# [Task to carry out]
Recast every line of the rows below as a JSON list of strings, one string per line, leaving out blank lines.

# [Items]
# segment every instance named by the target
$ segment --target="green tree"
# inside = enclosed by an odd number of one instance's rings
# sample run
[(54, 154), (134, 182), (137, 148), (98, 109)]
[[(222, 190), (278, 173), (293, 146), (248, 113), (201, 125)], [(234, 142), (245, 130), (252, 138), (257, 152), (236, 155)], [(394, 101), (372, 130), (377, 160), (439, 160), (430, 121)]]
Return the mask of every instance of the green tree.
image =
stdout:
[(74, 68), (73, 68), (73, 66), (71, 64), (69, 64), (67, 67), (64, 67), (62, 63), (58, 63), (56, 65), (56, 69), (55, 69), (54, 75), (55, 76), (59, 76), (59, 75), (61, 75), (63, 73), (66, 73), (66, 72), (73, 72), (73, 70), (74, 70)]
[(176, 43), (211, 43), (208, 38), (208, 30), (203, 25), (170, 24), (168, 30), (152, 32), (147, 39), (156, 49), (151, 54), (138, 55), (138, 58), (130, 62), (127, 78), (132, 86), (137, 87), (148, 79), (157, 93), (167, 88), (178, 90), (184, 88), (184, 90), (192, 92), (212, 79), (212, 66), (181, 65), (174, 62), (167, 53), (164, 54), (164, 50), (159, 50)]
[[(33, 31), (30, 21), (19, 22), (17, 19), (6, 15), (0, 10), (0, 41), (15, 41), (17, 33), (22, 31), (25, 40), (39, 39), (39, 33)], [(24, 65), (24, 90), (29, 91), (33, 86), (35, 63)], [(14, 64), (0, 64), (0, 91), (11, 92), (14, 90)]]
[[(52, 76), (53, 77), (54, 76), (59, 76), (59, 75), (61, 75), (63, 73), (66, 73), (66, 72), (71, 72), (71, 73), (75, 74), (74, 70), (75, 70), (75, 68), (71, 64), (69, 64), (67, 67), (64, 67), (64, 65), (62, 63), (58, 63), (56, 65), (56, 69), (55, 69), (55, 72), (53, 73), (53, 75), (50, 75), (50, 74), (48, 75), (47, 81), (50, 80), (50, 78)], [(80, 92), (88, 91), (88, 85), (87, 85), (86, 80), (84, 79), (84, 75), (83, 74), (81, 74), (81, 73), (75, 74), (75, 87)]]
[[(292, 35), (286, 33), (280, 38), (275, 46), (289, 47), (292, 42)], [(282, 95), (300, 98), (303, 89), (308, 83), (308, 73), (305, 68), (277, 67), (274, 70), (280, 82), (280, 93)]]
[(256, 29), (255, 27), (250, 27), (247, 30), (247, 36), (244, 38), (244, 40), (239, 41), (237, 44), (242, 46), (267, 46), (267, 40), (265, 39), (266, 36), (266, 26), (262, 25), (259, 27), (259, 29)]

# [Task response]
[
  "# segment every instance named by the target",
  "$ segment --target=\"green tree\"",
  "# inside = enclosed by an odd number of one instance's rings",
  "# sample run",
  "[(54, 154), (134, 182), (137, 148), (98, 109)]",
  "[[(222, 190), (278, 173), (293, 146), (248, 113), (201, 125)], [(234, 142), (245, 130), (252, 138), (257, 152), (236, 155)], [(394, 101), (372, 130), (377, 160), (439, 160), (430, 121)]]",
  "Return the mask of every instance of the green tree.",
  "image =",
  "stdout:",
  "[(74, 68), (73, 68), (73, 66), (71, 64), (69, 64), (67, 67), (64, 67), (62, 63), (58, 63), (56, 65), (56, 69), (55, 69), (54, 75), (55, 76), (59, 76), (59, 75), (61, 75), (63, 73), (66, 73), (66, 72), (73, 72), (73, 70), (74, 70)]",
  "[(176, 43), (211, 43), (208, 38), (208, 30), (203, 25), (170, 24), (168, 30), (152, 32), (147, 39), (156, 49), (151, 54), (138, 55), (138, 58), (130, 62), (127, 78), (132, 86), (137, 87), (148, 79), (157, 93), (167, 88), (178, 90), (184, 88), (184, 90), (192, 92), (212, 79), (212, 66), (181, 65), (174, 62), (167, 53), (164, 54), (164, 50), (159, 50)]",
  "[[(33, 31), (30, 21), (19, 22), (17, 19), (6, 15), (0, 10), (0, 41), (15, 41), (17, 33), (22, 31), (25, 40), (39, 39), (39, 33)], [(24, 65), (24, 90), (29, 91), (33, 86), (35, 63)], [(14, 64), (0, 64), (0, 91), (11, 92), (14, 90)]]",
  "[[(52, 76), (53, 77), (54, 76), (59, 76), (59, 75), (61, 75), (63, 73), (66, 73), (66, 72), (71, 72), (71, 73), (75, 74), (74, 70), (75, 70), (75, 68), (71, 64), (69, 64), (67, 67), (64, 67), (64, 65), (62, 63), (58, 63), (56, 65), (56, 69), (55, 69), (55, 72), (53, 73), (53, 75), (50, 75), (50, 74), (48, 75), (47, 81), (50, 80), (50, 78)], [(80, 92), (88, 91), (88, 85), (87, 85), (86, 80), (84, 79), (84, 75), (83, 74), (81, 74), (81, 73), (75, 74), (75, 87)]]",
  "[[(292, 35), (286, 33), (280, 38), (275, 46), (289, 47), (292, 42)], [(282, 95), (300, 98), (303, 89), (308, 83), (308, 73), (305, 68), (277, 67), (274, 70), (280, 82), (280, 93)]]",
  "[(256, 29), (255, 27), (250, 27), (247, 30), (247, 36), (244, 38), (244, 40), (239, 41), (237, 44), (242, 46), (267, 46), (267, 40), (265, 39), (266, 36), (266, 26), (262, 25), (259, 27), (259, 29)]"
]